**** TEXTE À LIRE ****

Les dons, pour leur part, sont projetés à 236 milliards FCfa, soit une baisse de 88,6 milliards FCfa (-27,3%) imputable au repli des dons budgétaires. Ces derniers devraient passer de 194,7 milliards FCfa en 2020 à environ 13 milliards FCfa en 2021, traduisant essentiellement l’effet des nombreux dons reçus lors de l’avènement de la Covid-19 en 2020, et dans une moindre mesure, le retard dans la mobilisation de certains dons initialement escomptés en 2021. Cette orientation devrait être atténuée par la progression des dons en capital projetés à 223 milliards FCfa contre 129,8 milliards FCfa en 2020, soit une hausse de 71,8%.
C’est dans ce contexte actuel que malgré que l’espace budgétaire du Sénégal s’est rétréci, la volonté et la nécessité d’améliorer la mobilisation de recettes et de rationalisation des subventions amènent l’Etat du Sénégal à renforcer davantage les mesures du financement de l’investissement des grands projets, par une part plus importante des ressources internes mobilisées à cet effet.

**** DONNÉES EXTRAITES ****

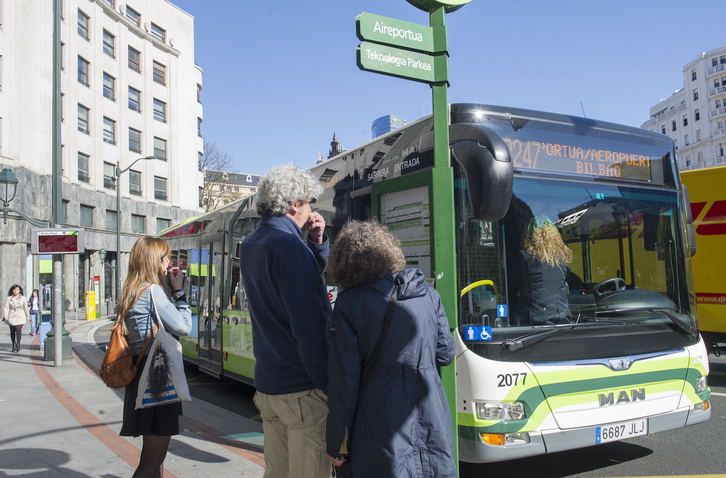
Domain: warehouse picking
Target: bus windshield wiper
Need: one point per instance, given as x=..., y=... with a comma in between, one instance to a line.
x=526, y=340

****
**** DONNÉES EXTRAITES ****

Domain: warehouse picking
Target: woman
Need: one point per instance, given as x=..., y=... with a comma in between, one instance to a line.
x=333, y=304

****
**** DONNÉES EXTRAITES ****

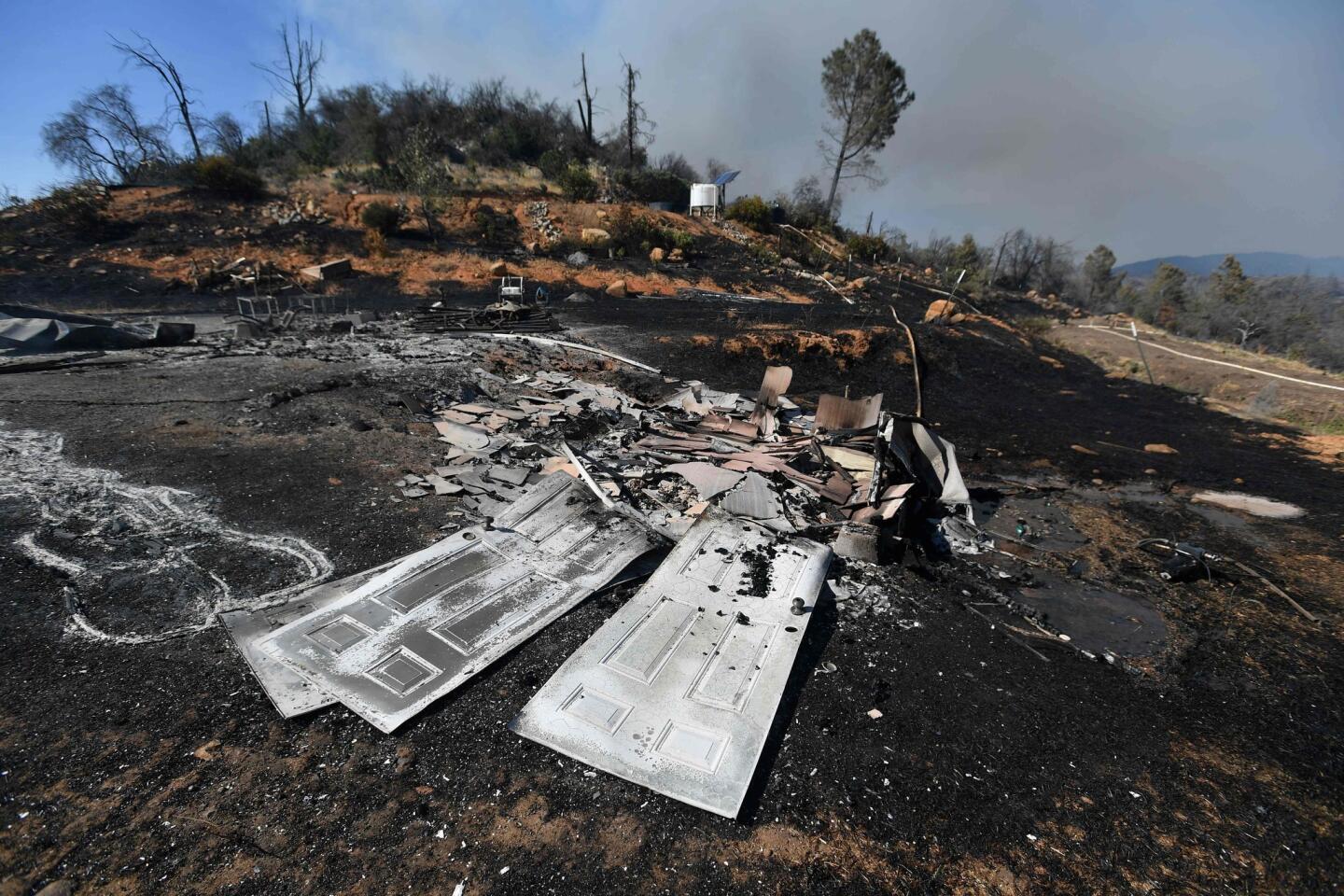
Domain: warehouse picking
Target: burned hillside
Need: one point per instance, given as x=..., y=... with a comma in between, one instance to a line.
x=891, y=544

****

* [TRAVAIL DEMANDÉ]
A. Relevez tous les montants exprimés en milliards FCfa dans le texte à lire.
B. Selon le texte à lire, de quel pourcentage les dons en capital devraient-ils augmenter ?

* [RÉPONSES PAR TÂCHE]
A. 236 ; 88,6 ; 194,7 ; 13 (environ) ; 223 ; 129,8

B. De 71,8 %.